**TRECHO SELECIONADO**
A China está mais perto de implementar uma nova diretriz que visa regular o tempo em que crianças e adolescente passam ao telefone, com o propósito de “combater o vício”. Alguns críticos, no entanto, se queixam dos limites impostos ao acesso a informações para um geração bastante sagaz em termos de tecnologia.

A regulamentação, cujo processo legal se inicia neste sábado (02) depois de o texto passar um período aberto à opinião pública, estipula que os smartphones e aplicativos já devem vir com um “modo para menores” instalado em fábrica, no intuito de restringir o uso dos aparelhos a no máximo duas horas.

O limite de tempo diminui de acordo com a idade do usuário, sendo que para as crianças com menos de 8 anos, o tempo máximo é de 40 minutos por dia. Além disso, os menores de 18 anos não poderão utilizar seus aparelhos entre as 22h00 e as 06H00.

Os pais poderão decidir se devem ou não adotar as restrições ou ampliar os limites das mesmas.

As regras, elaboradas pela Administração de Ciberespaço da China, também estabelecem a chamada “segurança de conteúdo” para assegurar que as informações online observem “valores socialistas” que possam ajudar as crianças a cultivarem a “boa moral”.

**TAREFA PROPOSTA**
Transcreva, sem alterações, a parte do trecho acima sobre as regras chinesas para o uso de celulares por menores que vai de "O limite de" até "e as 06H00.", incluindo essas palavras.

**REGISTROS FORNECIDOS**
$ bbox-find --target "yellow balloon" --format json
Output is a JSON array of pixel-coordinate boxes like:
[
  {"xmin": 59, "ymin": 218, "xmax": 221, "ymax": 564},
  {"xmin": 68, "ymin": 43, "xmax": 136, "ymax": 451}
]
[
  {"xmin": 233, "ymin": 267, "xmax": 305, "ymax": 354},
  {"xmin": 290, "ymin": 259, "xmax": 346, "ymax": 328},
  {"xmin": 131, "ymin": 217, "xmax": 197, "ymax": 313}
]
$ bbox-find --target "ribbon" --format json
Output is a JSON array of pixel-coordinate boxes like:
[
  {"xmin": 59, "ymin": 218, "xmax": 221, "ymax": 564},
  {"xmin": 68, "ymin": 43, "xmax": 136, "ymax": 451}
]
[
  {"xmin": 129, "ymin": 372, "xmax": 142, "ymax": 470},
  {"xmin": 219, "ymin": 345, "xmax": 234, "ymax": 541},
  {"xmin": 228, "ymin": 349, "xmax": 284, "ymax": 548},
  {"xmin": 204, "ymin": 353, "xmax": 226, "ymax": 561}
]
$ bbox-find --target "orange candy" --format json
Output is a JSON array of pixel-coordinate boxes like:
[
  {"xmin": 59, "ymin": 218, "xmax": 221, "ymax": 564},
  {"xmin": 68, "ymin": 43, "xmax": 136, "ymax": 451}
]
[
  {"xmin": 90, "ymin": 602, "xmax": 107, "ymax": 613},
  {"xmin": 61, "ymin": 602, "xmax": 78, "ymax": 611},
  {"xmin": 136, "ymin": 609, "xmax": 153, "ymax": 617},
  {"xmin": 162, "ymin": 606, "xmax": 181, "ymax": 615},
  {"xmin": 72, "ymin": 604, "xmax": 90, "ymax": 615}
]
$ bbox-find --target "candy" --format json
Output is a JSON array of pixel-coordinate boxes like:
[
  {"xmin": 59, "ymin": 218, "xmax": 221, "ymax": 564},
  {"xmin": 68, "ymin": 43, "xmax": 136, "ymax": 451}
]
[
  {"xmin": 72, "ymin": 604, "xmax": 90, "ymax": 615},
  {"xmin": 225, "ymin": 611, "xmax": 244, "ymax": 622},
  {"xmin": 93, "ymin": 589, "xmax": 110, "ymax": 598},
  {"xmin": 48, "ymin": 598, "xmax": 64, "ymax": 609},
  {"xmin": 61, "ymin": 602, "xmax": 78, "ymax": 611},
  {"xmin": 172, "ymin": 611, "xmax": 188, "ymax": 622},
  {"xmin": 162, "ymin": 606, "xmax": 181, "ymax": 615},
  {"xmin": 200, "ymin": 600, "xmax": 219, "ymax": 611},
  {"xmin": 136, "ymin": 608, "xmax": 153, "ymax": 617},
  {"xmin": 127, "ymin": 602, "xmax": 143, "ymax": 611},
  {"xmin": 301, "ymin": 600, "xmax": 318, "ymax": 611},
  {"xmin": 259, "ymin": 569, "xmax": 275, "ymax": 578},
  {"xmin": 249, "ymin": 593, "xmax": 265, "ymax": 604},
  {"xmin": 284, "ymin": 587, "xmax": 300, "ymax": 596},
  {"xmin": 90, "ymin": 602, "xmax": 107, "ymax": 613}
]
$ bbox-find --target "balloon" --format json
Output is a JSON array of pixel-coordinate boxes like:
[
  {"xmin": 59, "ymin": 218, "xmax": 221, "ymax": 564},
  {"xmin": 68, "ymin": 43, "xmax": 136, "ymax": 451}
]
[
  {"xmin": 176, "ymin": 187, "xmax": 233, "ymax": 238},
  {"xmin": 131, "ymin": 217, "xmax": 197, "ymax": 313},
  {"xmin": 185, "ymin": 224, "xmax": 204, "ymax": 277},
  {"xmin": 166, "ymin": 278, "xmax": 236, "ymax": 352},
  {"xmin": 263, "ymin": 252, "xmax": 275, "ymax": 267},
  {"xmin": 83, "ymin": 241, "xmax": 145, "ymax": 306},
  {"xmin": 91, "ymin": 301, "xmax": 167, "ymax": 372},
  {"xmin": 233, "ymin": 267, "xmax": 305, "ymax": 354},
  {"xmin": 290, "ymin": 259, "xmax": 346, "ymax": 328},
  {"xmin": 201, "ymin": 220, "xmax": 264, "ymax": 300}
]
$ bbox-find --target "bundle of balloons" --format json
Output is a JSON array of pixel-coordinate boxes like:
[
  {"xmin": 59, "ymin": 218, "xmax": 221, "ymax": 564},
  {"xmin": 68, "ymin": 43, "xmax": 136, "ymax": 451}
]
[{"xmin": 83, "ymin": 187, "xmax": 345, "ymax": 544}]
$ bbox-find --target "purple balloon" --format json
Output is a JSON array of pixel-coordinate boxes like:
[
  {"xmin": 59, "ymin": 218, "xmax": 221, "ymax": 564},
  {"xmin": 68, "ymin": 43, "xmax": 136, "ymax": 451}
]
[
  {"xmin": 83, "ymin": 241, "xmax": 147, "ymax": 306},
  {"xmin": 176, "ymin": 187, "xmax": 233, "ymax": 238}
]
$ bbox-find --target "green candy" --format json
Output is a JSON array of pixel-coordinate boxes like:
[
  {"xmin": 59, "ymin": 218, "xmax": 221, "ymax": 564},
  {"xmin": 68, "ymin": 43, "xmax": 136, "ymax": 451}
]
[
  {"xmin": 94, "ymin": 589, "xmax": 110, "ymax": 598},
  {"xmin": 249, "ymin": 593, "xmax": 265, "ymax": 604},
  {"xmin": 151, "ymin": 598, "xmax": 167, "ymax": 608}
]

**SOLUÇÃO DA TAREFA**
O limite de tempo diminui de acordo com a idade do usuário, sendo que para as crianças com menos de 8 anos, o tempo máximo é de 40 minutos por dia. Além disso, os menores de 18 anos não poderão utilizar seus aparelhos entre as 22h00 e as 06H00.